- **The exercise**
Rescale the stretch from the start of the lines through the line containing "x=237, y=256", and give back only those lines in full. Keep all other wording unchanged, but multiply every coordinate in the answers by 1.8 and round each to the nearest whole number, with halves rounded up.

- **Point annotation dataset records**
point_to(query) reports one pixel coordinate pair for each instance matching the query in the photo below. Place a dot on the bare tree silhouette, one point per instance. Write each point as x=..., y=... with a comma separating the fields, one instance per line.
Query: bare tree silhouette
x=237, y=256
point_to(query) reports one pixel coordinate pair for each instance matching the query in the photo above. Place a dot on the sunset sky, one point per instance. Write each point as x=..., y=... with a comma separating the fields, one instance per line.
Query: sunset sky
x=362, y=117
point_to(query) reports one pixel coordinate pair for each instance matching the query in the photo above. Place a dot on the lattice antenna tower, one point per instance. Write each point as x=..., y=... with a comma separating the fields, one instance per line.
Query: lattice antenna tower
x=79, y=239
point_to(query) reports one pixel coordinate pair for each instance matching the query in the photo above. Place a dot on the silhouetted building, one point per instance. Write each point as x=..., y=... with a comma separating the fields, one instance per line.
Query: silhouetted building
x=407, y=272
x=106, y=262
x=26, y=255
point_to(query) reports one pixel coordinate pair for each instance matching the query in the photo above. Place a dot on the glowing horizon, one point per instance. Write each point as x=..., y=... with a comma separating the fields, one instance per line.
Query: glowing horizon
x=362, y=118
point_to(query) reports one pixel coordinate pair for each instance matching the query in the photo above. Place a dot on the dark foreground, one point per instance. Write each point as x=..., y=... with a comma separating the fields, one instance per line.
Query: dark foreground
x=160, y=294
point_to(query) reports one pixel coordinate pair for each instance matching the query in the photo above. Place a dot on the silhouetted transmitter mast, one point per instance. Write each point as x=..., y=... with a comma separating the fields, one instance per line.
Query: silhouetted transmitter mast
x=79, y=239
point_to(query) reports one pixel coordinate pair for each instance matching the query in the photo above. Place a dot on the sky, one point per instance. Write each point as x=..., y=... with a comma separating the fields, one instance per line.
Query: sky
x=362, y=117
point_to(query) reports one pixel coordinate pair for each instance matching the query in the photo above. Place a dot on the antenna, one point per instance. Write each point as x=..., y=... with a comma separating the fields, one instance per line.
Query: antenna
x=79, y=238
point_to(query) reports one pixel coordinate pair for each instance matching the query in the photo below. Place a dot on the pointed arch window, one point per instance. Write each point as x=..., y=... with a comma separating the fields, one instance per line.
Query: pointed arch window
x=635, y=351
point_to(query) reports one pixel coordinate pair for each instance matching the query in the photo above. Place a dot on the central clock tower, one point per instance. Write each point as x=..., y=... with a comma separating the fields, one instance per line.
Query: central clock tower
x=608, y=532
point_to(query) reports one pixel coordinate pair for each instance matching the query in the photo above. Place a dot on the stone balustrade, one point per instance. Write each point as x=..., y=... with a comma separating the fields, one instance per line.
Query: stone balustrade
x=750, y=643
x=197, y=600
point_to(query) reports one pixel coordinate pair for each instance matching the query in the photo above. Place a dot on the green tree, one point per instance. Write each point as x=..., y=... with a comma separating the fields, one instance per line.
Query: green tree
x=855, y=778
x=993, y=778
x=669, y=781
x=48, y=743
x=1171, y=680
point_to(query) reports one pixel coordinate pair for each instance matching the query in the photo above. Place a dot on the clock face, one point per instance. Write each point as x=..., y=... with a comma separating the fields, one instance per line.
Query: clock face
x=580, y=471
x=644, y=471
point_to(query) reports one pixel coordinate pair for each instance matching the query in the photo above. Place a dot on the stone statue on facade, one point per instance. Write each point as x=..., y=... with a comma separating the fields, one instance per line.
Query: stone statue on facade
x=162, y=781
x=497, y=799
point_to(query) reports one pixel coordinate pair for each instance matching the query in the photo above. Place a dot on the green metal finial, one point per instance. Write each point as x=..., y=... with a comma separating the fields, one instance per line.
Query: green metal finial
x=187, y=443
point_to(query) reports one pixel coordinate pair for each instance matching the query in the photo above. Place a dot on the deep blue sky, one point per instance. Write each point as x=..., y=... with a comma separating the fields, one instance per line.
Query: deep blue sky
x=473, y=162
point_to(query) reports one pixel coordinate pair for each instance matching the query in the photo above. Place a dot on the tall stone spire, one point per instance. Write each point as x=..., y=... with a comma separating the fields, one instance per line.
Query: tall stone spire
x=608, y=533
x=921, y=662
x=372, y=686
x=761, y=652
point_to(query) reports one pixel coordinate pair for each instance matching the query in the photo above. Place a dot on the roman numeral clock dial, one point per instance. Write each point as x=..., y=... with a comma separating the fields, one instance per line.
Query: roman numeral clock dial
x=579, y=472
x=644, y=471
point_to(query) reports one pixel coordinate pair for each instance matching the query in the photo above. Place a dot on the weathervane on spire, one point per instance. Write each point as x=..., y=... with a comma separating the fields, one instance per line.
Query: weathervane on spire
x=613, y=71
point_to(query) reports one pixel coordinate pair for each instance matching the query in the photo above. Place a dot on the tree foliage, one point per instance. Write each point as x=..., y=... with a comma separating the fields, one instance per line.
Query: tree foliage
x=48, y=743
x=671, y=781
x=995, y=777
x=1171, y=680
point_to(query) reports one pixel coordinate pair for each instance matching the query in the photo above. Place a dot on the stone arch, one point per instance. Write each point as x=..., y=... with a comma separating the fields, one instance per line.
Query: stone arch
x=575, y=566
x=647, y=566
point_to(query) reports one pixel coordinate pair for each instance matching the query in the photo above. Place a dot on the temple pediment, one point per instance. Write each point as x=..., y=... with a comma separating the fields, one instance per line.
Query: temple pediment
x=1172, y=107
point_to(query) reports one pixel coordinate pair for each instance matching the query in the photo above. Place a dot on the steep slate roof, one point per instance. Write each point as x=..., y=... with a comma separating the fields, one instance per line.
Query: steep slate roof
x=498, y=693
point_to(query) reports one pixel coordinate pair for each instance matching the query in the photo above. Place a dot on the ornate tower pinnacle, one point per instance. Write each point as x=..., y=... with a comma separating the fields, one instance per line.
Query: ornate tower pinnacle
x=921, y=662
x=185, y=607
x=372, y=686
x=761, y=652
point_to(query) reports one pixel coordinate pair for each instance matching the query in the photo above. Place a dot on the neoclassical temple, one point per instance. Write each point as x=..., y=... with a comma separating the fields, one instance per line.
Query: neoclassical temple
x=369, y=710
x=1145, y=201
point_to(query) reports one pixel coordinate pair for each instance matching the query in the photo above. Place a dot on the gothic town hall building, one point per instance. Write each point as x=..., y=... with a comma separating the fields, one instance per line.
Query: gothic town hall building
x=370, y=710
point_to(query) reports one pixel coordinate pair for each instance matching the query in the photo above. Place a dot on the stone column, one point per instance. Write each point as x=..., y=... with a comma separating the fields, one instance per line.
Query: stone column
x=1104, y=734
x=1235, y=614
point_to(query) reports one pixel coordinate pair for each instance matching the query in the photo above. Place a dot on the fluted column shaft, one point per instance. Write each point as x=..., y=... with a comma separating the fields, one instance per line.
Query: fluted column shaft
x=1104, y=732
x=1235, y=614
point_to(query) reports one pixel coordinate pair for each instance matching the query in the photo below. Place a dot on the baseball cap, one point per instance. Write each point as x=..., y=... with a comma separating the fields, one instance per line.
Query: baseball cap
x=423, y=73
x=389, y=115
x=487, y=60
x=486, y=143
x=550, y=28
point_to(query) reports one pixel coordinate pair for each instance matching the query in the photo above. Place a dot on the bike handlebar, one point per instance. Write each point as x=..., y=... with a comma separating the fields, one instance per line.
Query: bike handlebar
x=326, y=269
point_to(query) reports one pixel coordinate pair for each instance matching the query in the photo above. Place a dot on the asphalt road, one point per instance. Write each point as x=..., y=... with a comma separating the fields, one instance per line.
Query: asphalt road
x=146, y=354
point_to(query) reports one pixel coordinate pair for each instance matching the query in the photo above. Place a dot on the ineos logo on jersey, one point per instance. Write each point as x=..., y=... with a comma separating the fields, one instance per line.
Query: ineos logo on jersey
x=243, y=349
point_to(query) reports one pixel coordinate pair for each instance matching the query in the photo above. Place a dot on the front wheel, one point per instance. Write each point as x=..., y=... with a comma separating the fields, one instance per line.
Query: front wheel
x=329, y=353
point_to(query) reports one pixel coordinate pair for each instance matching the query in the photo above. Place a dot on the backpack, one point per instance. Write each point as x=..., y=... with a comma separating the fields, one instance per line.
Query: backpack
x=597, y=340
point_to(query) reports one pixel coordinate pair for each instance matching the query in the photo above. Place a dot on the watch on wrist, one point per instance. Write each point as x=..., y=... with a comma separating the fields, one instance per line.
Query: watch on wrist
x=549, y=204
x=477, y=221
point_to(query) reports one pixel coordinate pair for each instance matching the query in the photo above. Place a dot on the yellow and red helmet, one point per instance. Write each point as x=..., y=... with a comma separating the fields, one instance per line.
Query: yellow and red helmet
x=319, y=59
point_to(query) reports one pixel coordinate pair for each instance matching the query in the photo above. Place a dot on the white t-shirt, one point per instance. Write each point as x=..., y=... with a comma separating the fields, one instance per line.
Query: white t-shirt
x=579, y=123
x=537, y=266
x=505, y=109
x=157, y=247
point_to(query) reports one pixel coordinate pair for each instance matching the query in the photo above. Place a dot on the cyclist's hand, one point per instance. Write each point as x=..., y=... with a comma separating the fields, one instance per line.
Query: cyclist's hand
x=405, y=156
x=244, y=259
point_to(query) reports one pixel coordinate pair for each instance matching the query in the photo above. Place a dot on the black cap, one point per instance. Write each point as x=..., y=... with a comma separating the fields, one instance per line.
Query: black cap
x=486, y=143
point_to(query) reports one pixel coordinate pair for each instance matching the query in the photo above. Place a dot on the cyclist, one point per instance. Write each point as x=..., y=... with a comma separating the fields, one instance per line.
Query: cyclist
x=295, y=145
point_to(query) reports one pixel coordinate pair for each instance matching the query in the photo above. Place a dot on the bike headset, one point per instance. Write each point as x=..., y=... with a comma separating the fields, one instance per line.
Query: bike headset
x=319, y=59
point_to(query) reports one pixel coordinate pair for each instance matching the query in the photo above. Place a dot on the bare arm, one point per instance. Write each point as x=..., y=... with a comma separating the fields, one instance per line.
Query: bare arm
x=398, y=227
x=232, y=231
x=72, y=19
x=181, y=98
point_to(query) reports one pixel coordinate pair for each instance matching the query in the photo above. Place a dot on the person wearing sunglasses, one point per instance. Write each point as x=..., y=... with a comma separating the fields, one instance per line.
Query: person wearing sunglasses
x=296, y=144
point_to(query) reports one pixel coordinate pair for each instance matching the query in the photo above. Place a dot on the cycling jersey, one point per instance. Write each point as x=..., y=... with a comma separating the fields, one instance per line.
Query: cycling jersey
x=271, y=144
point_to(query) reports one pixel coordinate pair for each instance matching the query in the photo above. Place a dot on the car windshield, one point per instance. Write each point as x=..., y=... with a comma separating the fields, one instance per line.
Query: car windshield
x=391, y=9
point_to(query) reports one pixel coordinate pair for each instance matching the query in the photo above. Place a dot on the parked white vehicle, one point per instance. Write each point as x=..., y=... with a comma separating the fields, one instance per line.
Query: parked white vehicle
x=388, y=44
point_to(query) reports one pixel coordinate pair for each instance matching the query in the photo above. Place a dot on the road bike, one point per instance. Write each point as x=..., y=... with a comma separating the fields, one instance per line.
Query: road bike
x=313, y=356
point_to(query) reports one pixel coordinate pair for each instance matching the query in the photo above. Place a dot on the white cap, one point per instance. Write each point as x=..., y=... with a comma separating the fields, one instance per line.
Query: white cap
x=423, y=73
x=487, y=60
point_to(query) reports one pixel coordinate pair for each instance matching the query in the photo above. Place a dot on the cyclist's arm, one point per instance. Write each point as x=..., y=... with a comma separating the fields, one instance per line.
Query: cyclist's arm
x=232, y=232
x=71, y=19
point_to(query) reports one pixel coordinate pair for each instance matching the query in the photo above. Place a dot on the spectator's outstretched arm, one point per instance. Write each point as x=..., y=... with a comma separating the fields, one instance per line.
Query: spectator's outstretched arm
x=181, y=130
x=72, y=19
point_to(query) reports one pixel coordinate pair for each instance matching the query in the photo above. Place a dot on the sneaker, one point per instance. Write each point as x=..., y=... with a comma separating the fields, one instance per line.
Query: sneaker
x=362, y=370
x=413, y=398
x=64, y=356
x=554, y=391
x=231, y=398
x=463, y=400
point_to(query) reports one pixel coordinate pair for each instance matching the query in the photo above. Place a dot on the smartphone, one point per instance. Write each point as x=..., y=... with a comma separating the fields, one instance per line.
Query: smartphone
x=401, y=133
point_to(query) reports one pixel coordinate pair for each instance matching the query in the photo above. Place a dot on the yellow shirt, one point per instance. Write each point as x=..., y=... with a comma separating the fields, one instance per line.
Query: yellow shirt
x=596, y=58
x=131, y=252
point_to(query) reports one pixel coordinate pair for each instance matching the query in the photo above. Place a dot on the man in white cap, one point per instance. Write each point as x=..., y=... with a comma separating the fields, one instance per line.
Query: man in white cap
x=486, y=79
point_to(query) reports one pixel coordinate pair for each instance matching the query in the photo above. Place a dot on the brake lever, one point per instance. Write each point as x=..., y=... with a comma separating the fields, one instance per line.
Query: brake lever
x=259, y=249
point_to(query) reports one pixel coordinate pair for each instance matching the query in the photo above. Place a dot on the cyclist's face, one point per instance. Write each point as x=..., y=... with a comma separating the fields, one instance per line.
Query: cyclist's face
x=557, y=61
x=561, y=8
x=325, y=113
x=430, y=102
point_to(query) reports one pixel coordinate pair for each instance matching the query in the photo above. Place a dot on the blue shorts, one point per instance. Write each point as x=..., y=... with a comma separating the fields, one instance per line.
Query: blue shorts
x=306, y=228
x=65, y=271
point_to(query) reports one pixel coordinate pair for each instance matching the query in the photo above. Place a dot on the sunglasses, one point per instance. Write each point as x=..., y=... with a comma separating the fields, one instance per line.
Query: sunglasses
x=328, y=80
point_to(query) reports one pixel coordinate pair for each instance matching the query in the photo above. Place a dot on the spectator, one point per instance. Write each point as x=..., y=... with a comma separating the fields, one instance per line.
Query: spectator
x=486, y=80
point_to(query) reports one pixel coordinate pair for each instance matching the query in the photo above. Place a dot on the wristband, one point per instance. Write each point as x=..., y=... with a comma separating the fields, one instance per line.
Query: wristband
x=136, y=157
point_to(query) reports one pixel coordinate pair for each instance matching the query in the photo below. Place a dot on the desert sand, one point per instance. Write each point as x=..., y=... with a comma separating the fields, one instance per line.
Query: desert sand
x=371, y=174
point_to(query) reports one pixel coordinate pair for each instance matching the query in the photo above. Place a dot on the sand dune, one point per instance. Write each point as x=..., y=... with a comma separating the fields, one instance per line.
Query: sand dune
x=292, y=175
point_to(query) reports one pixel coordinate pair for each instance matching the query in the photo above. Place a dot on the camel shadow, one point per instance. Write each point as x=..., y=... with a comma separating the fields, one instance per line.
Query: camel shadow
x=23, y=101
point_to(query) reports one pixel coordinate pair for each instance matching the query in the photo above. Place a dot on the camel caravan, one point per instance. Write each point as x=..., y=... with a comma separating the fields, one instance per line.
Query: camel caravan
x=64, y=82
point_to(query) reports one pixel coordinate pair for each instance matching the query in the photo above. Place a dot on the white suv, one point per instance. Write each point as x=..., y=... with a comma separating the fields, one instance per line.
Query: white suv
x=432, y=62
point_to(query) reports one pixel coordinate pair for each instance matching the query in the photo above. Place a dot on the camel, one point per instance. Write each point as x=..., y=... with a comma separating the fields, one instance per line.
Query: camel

- **Result**
point_to(query) reports one pixel coordinate pair for each instance matching the query in the photo below. Place a dot on the bare tree silhouette, one point per instance. Write each point as x=..., y=... with a comma separating the fields, one instance per line.
Query: bare tree silhouette
x=427, y=461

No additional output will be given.